Collection entries:
▬▬▬▬▬▬

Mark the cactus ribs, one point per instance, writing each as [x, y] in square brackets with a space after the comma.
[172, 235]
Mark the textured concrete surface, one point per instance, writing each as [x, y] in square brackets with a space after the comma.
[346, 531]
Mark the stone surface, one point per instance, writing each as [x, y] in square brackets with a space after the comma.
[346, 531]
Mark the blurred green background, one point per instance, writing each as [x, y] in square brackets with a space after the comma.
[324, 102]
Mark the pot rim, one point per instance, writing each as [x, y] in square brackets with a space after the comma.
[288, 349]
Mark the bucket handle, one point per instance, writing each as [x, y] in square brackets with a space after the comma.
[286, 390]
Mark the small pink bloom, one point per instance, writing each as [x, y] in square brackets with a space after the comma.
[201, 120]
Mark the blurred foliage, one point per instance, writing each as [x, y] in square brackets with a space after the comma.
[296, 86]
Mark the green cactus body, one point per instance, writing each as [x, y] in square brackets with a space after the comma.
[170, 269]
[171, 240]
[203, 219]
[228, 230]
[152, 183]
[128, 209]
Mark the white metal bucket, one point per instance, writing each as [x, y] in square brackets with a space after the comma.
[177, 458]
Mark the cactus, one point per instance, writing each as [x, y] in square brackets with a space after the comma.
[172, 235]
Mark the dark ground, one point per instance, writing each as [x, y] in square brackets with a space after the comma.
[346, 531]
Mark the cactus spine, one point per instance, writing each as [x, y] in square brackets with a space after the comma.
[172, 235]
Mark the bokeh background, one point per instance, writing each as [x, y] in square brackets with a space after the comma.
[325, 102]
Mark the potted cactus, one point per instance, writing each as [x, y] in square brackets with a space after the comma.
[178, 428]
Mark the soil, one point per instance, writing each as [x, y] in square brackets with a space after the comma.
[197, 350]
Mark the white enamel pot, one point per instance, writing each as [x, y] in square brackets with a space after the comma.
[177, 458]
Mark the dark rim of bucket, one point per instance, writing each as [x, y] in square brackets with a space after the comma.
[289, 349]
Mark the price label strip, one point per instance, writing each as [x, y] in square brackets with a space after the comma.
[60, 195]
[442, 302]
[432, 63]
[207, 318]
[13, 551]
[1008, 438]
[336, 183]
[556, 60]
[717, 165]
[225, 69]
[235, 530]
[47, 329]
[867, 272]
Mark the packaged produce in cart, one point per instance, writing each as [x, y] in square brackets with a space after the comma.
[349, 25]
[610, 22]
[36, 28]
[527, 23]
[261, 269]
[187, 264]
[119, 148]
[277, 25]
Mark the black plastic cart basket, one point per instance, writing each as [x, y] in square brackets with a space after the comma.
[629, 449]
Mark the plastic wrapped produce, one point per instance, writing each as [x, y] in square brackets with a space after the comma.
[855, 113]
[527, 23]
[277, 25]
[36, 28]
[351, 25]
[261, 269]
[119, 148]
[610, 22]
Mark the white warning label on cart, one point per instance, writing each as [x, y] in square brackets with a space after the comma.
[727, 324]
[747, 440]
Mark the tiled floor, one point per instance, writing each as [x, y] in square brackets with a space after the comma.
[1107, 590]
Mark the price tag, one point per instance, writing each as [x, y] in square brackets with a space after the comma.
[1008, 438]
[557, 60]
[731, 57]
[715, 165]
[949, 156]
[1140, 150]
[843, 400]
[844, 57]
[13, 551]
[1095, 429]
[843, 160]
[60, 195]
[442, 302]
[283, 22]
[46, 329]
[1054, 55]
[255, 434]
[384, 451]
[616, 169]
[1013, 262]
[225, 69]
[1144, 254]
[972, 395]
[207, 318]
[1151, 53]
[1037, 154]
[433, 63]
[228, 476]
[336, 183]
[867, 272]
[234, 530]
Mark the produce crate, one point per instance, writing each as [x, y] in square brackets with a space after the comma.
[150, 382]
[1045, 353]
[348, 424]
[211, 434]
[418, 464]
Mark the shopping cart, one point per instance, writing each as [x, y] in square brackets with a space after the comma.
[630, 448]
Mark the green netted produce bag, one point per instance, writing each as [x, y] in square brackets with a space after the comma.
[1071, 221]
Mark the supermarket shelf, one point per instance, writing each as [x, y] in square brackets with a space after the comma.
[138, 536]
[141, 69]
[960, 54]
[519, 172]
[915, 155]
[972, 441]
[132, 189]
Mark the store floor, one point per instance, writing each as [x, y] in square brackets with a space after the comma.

▬▬▬▬▬▬

(Work required)
Exactly reproduce every record.

(Correct response)
Mark the cactus ribs, one point per instance, writing each as [x, y] in square brackets with a space after the comma.
[172, 235]
Mark the textured concrete surface, one point per instance, writing each as [x, y] in square brackets with a space after the comma.
[346, 531]
Mark the stone surface, one point per instance, writing each as [x, y] in square brackets with a space after the comma.
[346, 531]
Mark the blurred green background, one point per instance, writing each as [x, y] in square brackets with a space after the comma.
[324, 102]
Mark the pot rim, one point per instance, writing each as [x, y] in square brackets with a space after the comma.
[288, 349]
Mark the bucket handle, one point per instance, writing each as [x, y] in square brackets with a space after the comma.
[286, 390]
Mark the small pink bloom, one point per instance, writing each as [x, y] in square brackets with a space after the comma.
[201, 120]
Mark the blurred foliage, one point per instance, writing each as [x, y] in square brackets with a space after the comma.
[296, 86]
Mark the green cactus body, one point per instance, writing each as [x, y] in square brackets with a space after the comma.
[170, 269]
[171, 240]
[203, 219]
[228, 230]
[152, 183]
[128, 209]
Mark the white metal bucket, one point per instance, writing each as [x, y] in square brackets with a space after the comma.
[177, 458]
Mark the cactus, one point per instance, writing each as [x, y] in square brackets with a space after the comma.
[172, 235]
Mark the dark ground, one point per instance, writing each as [x, y] in square brackets with a space after the comma.
[346, 531]
Mark the cactus spine, one point per instance, writing each as [x, y] in square brackets with a space after the comma.
[172, 235]
Mark the bokeh background, one point per instance, writing each as [x, y] in square brackets with a space after the comma.
[325, 102]
Mark the potted cactus, one point per instance, writing each as [x, y] in square brackets with a space after the comma.
[178, 428]
Mark the soil, one point per instance, writing each as [x, y] in square brackets with a space after the comma.
[197, 350]
Mark the white enamel pot, one point per instance, writing each as [x, y] in square brackets with a space after the comma.
[177, 458]
Mark the dark rim of bucket, one point per instance, writing each as [x, y] in square brackets with a space after the comma.
[289, 349]
Mark the price label strip, one point per instance, writing each as [x, y] in square brackets with a space after the comma.
[60, 195]
[442, 302]
[432, 63]
[207, 318]
[13, 551]
[1008, 438]
[336, 183]
[556, 60]
[717, 165]
[225, 69]
[235, 530]
[47, 329]
[867, 272]
Mark the packaged produce in cart, one point per instance, writing each as [x, y] in square brackets with a space after the comma.
[349, 25]
[610, 22]
[36, 28]
[527, 23]
[261, 269]
[187, 264]
[119, 148]
[277, 25]
Mark the black plastic cart basket, one point per instance, writing each as [x, y] in square brackets with a space after the comma.
[629, 449]
Mark the plastic wrapped produce, one point per instance, writing each as [x, y] in square brackets with a space after the comma.
[855, 113]
[527, 23]
[277, 25]
[36, 28]
[351, 25]
[261, 269]
[119, 148]
[610, 22]
Mark the white warning label on cart, one point per instance, writing each as [x, y] in square brackets with a space after the comma.
[727, 324]
[747, 440]
Mark the tiled floor, one point per instance, writing each as [x, y] in square brackets with a space after the comma.
[1107, 590]
Mark the price tag, one point per instance, writing each as [x, y] in square brackets with a space after the comma.
[1008, 438]
[557, 60]
[731, 57]
[715, 165]
[949, 156]
[1140, 150]
[843, 400]
[844, 57]
[13, 551]
[1095, 429]
[843, 160]
[60, 195]
[442, 302]
[283, 22]
[46, 329]
[1054, 55]
[255, 434]
[384, 451]
[616, 169]
[1013, 262]
[225, 69]
[1144, 254]
[972, 395]
[207, 318]
[1151, 53]
[1037, 154]
[433, 63]
[228, 476]
[336, 183]
[867, 272]
[234, 530]
Mark the produce crate, one point per instance, writing each as [x, y] in square brackets with a space after the comma.
[150, 382]
[1045, 353]
[348, 424]
[211, 434]
[418, 464]
Mark the shopping cart, one point per instance, writing each as [x, y] in square brackets with a space after the comma.
[630, 448]
Mark the green netted produce bag, one point per instance, writing each as [x, y] in square brackets with a space after the comma.
[1071, 221]
Mark the supermarket shelf, one point per instance, writing each as [x, y] in square brackets with a space after the comma.
[138, 536]
[141, 69]
[960, 54]
[519, 172]
[915, 155]
[972, 441]
[132, 189]
Mark the store floor, one point per instance, writing each as [x, y] in square brackets with a space after the comma.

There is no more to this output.